__TEXT FOR ANALYSIS__.
========================================

They were clinging on to a philosophy that had served them well in the past but one which was totally unsuitable for the modern game. Like almost every other facet of the French approach, Fabien Galthié has modernised the free-flowing rugby they hold so dear, taking the existing roll-the-dice approach and making it tighter, more sophisticated and more clinical. The instinct is still there, but instead of the wild and frantic execution that had become the norm, it is cool, calm, and deliberate.

There were plenty of examples of this in Saturday’s game against Scotland, the standout being France’s second try in the 13th minute. Alldritt carries off the back of a maul on the left wing. Dupont carries briefly and four seconds later the ball has gone through the hands of Fickou, Danty, Ntamack, and Jalibert to reach Penaud six metres from the opposite touchline. It’s worth watching this try a few times on YouTube to appreciate the speed and accuracy with which the ball was moved across the pitch.

Penaud tries to beat Darcy Graham on the outside and when he realises he’s going to get put into touch, turns and flings the ball back inside to prop Cyril Baille. Baille loses the collision himself but manages to get his hands free and chuck it infield to Moefana who dots it down. Seven passes — including two offloads — in one phase of play to go from touchline to touchline and score. Every French back touched the ball in the process.

There are few sides in the world — even at test level — that can execute a move like that. It’s the very essence of a ‘throw the ball around’ approach, done in the best possible way. The French can pull this off because they know everyone is on the same page. Everyone is expecting the speculative pass, offload or whatever else. The team is full of people happy to do it, so everyone else feels confident to do it as well.

IS the Irish attack in a place where we should expect finishes like that? At the moment, probably not. Someone probably would have taken the contact rather than pass at some point in the same scenario, because it would have been the safer thing to do. It takes a level of adventure that isn’t quite there yet. But things are moving in the right direction.

========================================

__DATASET CONTENT__.
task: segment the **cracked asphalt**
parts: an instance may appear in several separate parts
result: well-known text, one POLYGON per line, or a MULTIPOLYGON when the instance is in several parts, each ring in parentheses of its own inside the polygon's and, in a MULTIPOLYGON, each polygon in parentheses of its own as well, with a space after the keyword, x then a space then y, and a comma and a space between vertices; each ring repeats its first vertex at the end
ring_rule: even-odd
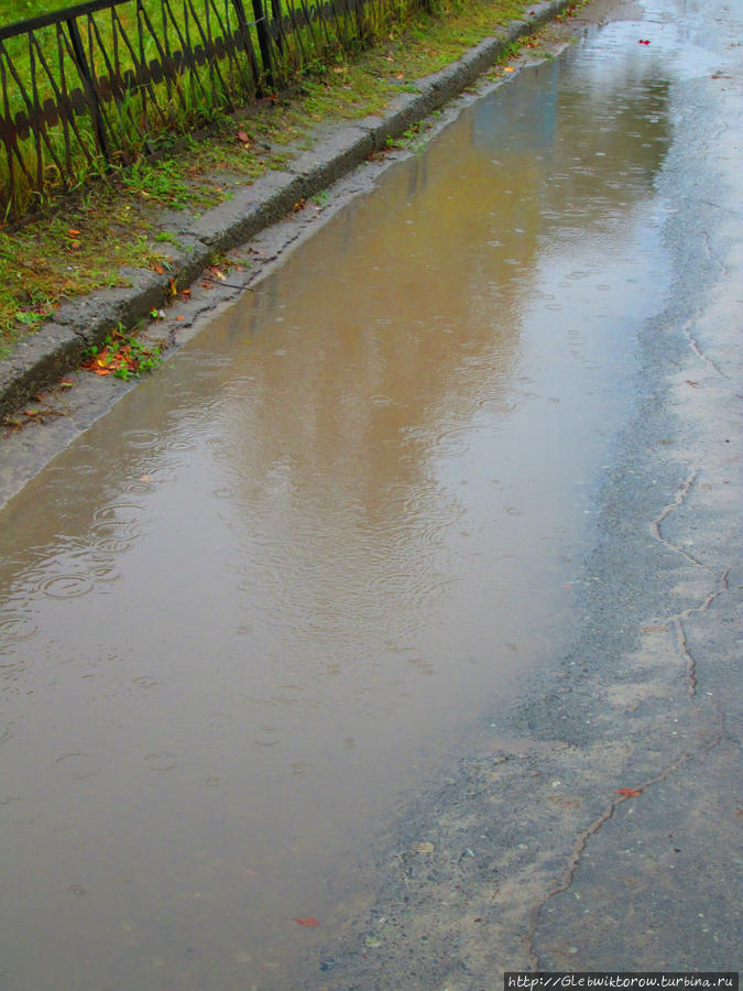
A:
MULTIPOLYGON (((401 810, 374 906, 318 934, 296 987, 490 991, 506 970, 739 968, 743 18, 720 0, 665 7, 709 67, 675 83, 658 181, 674 292, 638 329, 636 412, 597 494, 570 650, 401 810)), ((214 297, 199 305, 214 313, 214 297)), ((48 450, 106 402, 84 400, 48 450)), ((11 440, 28 455, 3 468, 12 494, 39 445, 11 440)))
POLYGON ((401 815, 376 904, 326 939, 312 987, 739 969, 743 22, 666 7, 709 70, 675 83, 674 291, 640 329, 572 646, 401 815))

========================================

__ASSIGNMENT 1__.
Answer these questions from the text on the French rugby attack:
(a) Who has modernized the French approach to free-flowing rugby?
(b) In which minute of the game against Scotland did France score its second try?
(c) Which player dotted the ball down to finish that try?
__ASSIGNMENT 2__.
Can you print the stretch of the text on the French rugby attack from "There are few" through "the right direction."?

__WRITTEN RESPONSE 1__.
(a) Fabien Galthié
(b) The 13th minute
(c) Moefana

__WRITTEN RESPONSE 2__.
There are few sides in the world — even at test level — that can execute a move like that. It’s the very essence of a ‘throw the ball around’ approach, done in the best possible way. The French can pull this off because they know everyone is on the same page. Everyone is expecting the speculative pass, offload or whatever else. The team is full of people happy to do it, so everyone else feels confident to do it as well.

IS the Irish attack in a place where we should expect finishes like that? At the moment, probably not. Someone probably would have taken the contact rather than pass at some point in the same scenario, because it would have been the safer thing to do. It takes a level of adventure that isn’t quite there yet. But things are moving in the right direction.